(INSTRUCTIONS FOR THE TASK):
Edit the entries below by replacing "cloud bank" with "fog bank" and leaving every other line as it is. Omit the pictures from your answer.
# # #
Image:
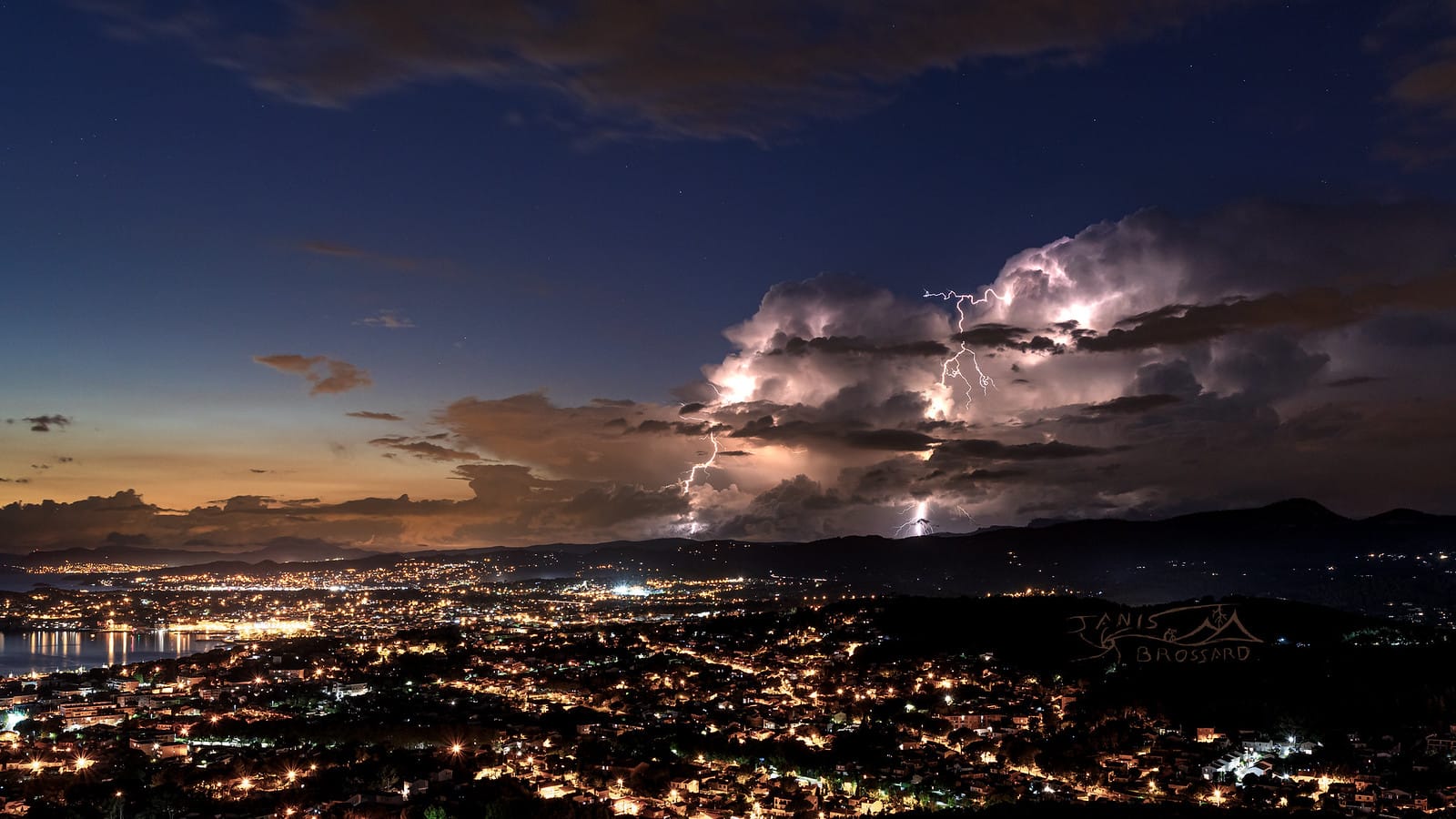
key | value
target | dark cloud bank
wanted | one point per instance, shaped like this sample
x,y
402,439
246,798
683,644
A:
# # #
(CORRECT OUTPUT):
Image:
key | value
target | dark fog bank
wanted | one point per instance, shaped like this sample
x,y
402,439
246,798
683,644
A:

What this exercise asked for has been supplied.